WHAT YOU NEED TO DO
From the listing below, extract every line starting with the one that contains "Task: set a pin on each instance of the bare tree." and going on through the one that contains "point(465, 80)", with both of those lines included. Repeat them precisely, with no changes.

[Collection entries]
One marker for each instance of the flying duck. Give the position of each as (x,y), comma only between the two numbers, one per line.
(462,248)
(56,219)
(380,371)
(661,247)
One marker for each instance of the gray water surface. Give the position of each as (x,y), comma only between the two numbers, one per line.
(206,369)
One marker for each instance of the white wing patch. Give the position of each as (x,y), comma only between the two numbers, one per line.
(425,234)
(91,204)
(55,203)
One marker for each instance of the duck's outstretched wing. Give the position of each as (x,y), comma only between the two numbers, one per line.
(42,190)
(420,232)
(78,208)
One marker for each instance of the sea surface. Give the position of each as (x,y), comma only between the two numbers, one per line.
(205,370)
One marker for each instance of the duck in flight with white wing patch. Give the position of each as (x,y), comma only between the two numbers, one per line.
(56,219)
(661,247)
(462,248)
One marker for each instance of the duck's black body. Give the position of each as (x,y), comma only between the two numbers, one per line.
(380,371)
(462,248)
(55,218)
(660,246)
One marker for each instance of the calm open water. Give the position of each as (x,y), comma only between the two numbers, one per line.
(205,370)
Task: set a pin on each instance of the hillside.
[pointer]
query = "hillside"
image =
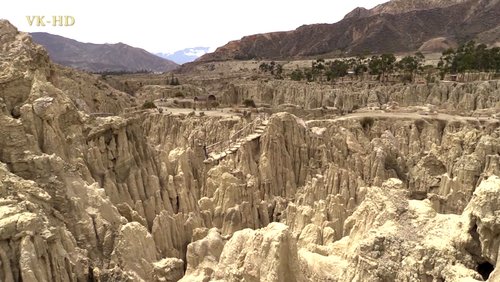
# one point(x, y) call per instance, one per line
point(100, 57)
point(396, 26)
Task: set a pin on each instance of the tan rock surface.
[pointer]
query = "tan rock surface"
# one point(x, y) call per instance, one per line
point(366, 197)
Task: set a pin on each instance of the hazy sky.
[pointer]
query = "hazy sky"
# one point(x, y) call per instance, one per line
point(170, 25)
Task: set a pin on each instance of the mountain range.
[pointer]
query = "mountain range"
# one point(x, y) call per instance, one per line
point(186, 55)
point(100, 57)
point(395, 26)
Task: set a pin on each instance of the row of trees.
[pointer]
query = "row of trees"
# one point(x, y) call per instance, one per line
point(382, 66)
point(470, 57)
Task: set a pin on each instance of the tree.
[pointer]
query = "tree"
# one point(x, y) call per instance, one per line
point(337, 68)
point(358, 65)
point(410, 65)
point(297, 75)
point(382, 65)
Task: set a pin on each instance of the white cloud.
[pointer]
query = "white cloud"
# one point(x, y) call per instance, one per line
point(167, 26)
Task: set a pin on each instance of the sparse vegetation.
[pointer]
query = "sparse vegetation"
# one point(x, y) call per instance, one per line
point(367, 123)
point(149, 105)
point(469, 57)
point(249, 103)
point(173, 81)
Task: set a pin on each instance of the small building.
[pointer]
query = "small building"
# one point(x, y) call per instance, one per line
point(206, 101)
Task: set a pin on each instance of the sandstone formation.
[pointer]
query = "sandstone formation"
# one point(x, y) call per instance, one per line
point(92, 57)
point(395, 26)
point(377, 196)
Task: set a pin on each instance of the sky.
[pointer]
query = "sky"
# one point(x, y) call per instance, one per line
point(165, 26)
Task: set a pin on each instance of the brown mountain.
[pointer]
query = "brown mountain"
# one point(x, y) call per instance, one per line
point(100, 57)
point(396, 26)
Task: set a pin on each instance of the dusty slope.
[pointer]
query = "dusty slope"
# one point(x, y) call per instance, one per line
point(397, 26)
point(100, 57)
point(130, 199)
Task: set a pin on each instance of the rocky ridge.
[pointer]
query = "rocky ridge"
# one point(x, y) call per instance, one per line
point(396, 26)
point(129, 198)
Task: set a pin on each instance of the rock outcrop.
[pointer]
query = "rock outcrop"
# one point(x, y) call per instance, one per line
point(374, 197)
point(396, 26)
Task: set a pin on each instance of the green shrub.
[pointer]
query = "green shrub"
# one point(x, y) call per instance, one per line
point(249, 103)
point(367, 122)
point(149, 105)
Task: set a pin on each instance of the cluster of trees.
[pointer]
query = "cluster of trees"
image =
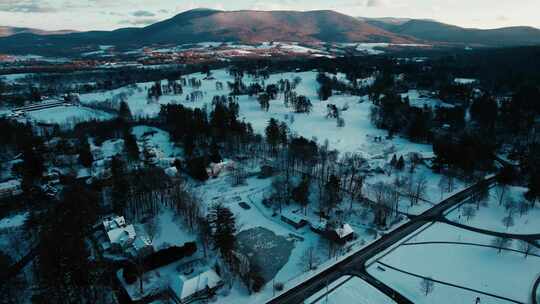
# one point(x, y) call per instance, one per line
point(134, 271)
point(394, 114)
point(63, 271)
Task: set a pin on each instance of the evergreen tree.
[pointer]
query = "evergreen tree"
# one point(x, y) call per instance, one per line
point(393, 162)
point(300, 194)
point(223, 225)
point(130, 145)
point(332, 193)
point(124, 112)
point(273, 133)
point(400, 165)
point(85, 154)
point(120, 185)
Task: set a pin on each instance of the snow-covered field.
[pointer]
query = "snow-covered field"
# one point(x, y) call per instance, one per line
point(349, 289)
point(170, 231)
point(475, 267)
point(67, 115)
point(356, 136)
point(158, 139)
point(492, 215)
point(13, 221)
point(420, 100)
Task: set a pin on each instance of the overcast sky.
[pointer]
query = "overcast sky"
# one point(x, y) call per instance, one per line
point(111, 14)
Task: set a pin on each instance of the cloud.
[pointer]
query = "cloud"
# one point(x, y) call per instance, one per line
point(26, 6)
point(375, 3)
point(139, 22)
point(142, 13)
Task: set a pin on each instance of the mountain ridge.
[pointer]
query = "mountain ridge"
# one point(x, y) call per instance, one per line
point(251, 26)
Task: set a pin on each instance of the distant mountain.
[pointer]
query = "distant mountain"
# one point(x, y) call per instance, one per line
point(206, 25)
point(6, 31)
point(203, 25)
point(437, 32)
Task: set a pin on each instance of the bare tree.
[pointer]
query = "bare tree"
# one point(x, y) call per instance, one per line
point(416, 188)
point(500, 192)
point(151, 228)
point(508, 221)
point(469, 212)
point(427, 285)
point(527, 248)
point(501, 243)
point(310, 260)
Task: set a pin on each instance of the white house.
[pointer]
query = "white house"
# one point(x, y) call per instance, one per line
point(119, 235)
point(186, 289)
point(10, 188)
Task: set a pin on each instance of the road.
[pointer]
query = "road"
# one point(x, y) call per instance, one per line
point(355, 263)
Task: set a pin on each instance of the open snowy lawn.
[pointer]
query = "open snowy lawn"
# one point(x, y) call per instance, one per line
point(491, 216)
point(158, 139)
point(409, 287)
point(475, 267)
point(260, 216)
point(416, 99)
point(68, 115)
point(171, 231)
point(349, 289)
point(356, 136)
point(13, 221)
point(440, 232)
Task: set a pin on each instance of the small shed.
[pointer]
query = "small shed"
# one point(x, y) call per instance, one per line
point(295, 220)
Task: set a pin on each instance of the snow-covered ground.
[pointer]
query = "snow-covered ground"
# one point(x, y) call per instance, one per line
point(356, 136)
point(349, 289)
point(67, 115)
point(170, 231)
point(475, 267)
point(491, 216)
point(13, 221)
point(420, 100)
point(158, 139)
point(465, 80)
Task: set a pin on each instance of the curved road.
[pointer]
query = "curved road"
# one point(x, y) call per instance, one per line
point(355, 264)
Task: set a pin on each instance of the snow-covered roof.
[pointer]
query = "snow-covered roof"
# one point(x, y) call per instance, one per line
point(293, 217)
point(321, 225)
point(344, 231)
point(141, 242)
point(10, 185)
point(114, 222)
point(171, 171)
point(122, 236)
point(184, 287)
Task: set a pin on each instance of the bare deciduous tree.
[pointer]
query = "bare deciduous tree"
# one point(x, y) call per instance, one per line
point(501, 243)
point(427, 285)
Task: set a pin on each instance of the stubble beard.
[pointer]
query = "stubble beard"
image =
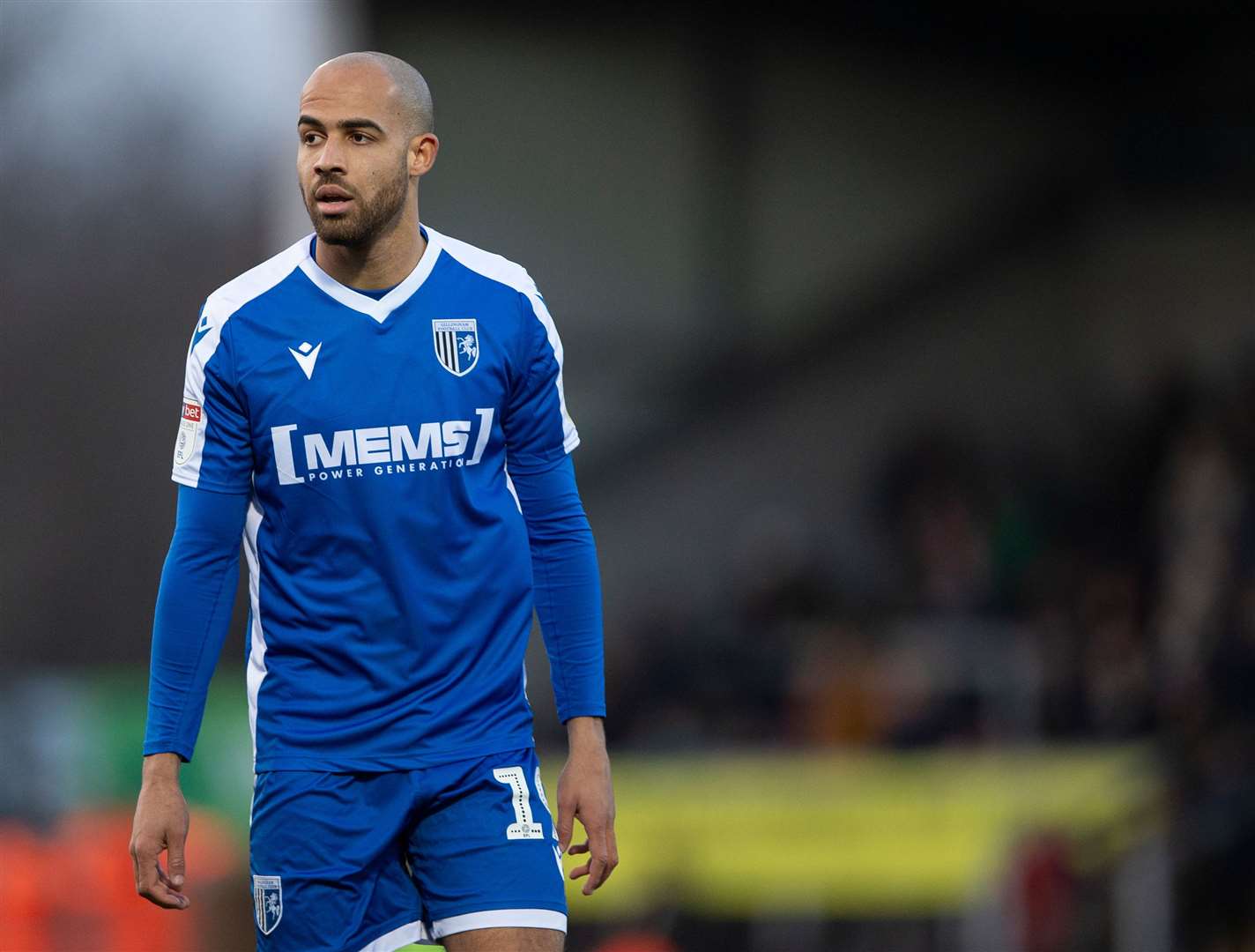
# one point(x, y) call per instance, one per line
point(366, 220)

RIGHT ANSWER
Task: set a pin on each instance of the bare tree.
[pointer]
query = "bare tree"
# one point(x, y) call per instance, one per line
point(416, 188)
point(500, 192)
point(151, 228)
point(508, 221)
point(469, 212)
point(427, 285)
point(527, 248)
point(501, 243)
point(310, 260)
Task: set a pin on each instance of the white house.
[pointer]
query = "white house"
# one point(x, y) call per instance, one per line
point(119, 235)
point(186, 289)
point(10, 188)
Task: set a pin on each instance of the road.
[pointer]
query = "road"
# one point(x, y) call per instance, one per line
point(355, 263)
Task: set a pin on each instance of the open snowy lawn.
[pointer]
query = "open snowy lawn"
# one point(x, y) call per instance, one per line
point(491, 216)
point(158, 139)
point(409, 287)
point(475, 267)
point(260, 216)
point(416, 99)
point(68, 115)
point(171, 231)
point(349, 289)
point(356, 136)
point(13, 221)
point(440, 232)
Task: set a pin on each instance of the small shed.
[pointer]
query = "small shed"
# one point(x, y) call per instance, one per line
point(295, 220)
Task: set a pin on each instance of the snow-covered ground.
[pointer]
query = "snow-covered ground"
# one point(x, y) call per instance, one per line
point(356, 136)
point(349, 289)
point(67, 115)
point(170, 231)
point(475, 267)
point(491, 216)
point(13, 221)
point(420, 100)
point(158, 139)
point(465, 80)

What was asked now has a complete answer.